**PASSAGE PROVIDED**:
Last month, we joined the Democratic Republic of the Congo in celebrating a remarkable achievement — the end of an Ebola outbreak that had caused thousands of deaths and tremendous suffering in the country’s east. But sadly, the country could not afford to pause for a breather — a few weeks earlier, a separate Ebola outbreak had been reported in the country’s Équateur Province.
Six months into it, the world is still reeling from the impact of the Covid-19 pandemic. Like the recent Ebola outbreaks, this novel coronavirus has brought into sharp focus the dangers posed by a class of diseases called zoonoses — those which jump between animal and human populations.
Covid-19 is the latest — and one of the most devastating — zoonotic diseases to affect us in generations, but it is far from the first. Ebola, SARS, MERS, HIV, Lyme disease, Rift Valley fever and Lassa fever, to name a few, are all examples of zoonotic diseases. Today, 60% of all infectious diseases in humans are zoonotic, as are 75% of all emerging infectious diseases. Most of these are transmitted by wild animals, but others enter human populations through livestock. MERS, for example, was transmitted to humans through camels.
While today’s immediate priority is saving lives and incomes, we must also look at the conditions that have allowed zoonotic diseases such as Covid-19 to become more prevalent — and importantly, identify how to prevent future outbreaks.
In the past one hundred years, the human population has increased almost four-fold and the world has witnessed an unprecedented decline in the natural environment. From unsustainable agricultural intensification and our increased use and exploitation of wildlife to our infrastructure choices and unsustainable energy production and consumption, we have failed to nurture the planet on which our very lives depend. And that has triggered a rise in the emergence and spread of new zoonoses.
In a scientific assessment released this week, the United Nations Environment Programme (UNEP) and the International Livestock Research Institute (ILRI) argue that to prevent the next pandemic, countries must urgently integrate human, animal and environment health expertise and policy — a one-health approach to protect us and protect the planet.
One health is not a new concept, but its uptake and institutional support is uneven. Specifically, our assessment finds that the weakest link in the chain today is environmental health, despite a growing understanding of the links between our habitat and human health. Conservation experts monitoring great apes, for instance, can be a valuable part of zoonotic disease surveillance in communities living in proximity to them.
Experts monitoring habitats — and their destruction — also have a role to play, because we know that forest fragmentation has an influence on the emergence and spread of zoonoses. These experts should be working with livestock keepers, veterinarians and other environmental specialists to limit the spread of zoonotic diseases by jointly managing spaces where livestock and wildlife co-exist.

**INFORMATION GIVEN**:

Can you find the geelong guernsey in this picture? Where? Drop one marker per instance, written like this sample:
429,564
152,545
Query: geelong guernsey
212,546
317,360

**BRIEF 1**: List the diseases that the article on zoonotic diseases gives as examples right after the words "but it is far from the first."
**BRIEF 2**: Pick up the article on zoonotic diseases after its last sentence and continue writing it.
The data has no connection to the article on zoonotic diseases.

**WRITTEN RESPONSE 1**: Ebola, SARS, MERS, HIV, Lyme disease, Rift Valley fever, Lassa fever

**WRITTEN RESPONSE 2**:
For example, in 2018, livestock experts working closely with human healthcare professionals in Kenya detected the emergence of Rift Valley fever and deployed livestock vaccinations and other interventions to contain its spread.
As we look at recovery from the current pandemic and the investments required to avoid another global catastrophe, one-health strategies should be front and centre.
Countries in Africa and others around the world that have managed deadly zoonotic disease outbreaks have much to offer. They have developed public health measures — from education campaigns to monitoring and contact tracing by local health centres — to protect members of the public when these outbreaks do happen. It’s no accident that the nearly two-year-long Ebola outbreak in eastern Congo did not lead to large-scale outbreaks in neighbouring countries.
Through experience, many African countries have improved their response to zoonotic outbreaks, something that has so far borne fruit as they address Covid-19, with countries locking down and instituting physical distancing early on in the pandemic. Others quickly made health-related economic adjustments such as moving to mobile money to curb the risk of disease transmission through cash transactions.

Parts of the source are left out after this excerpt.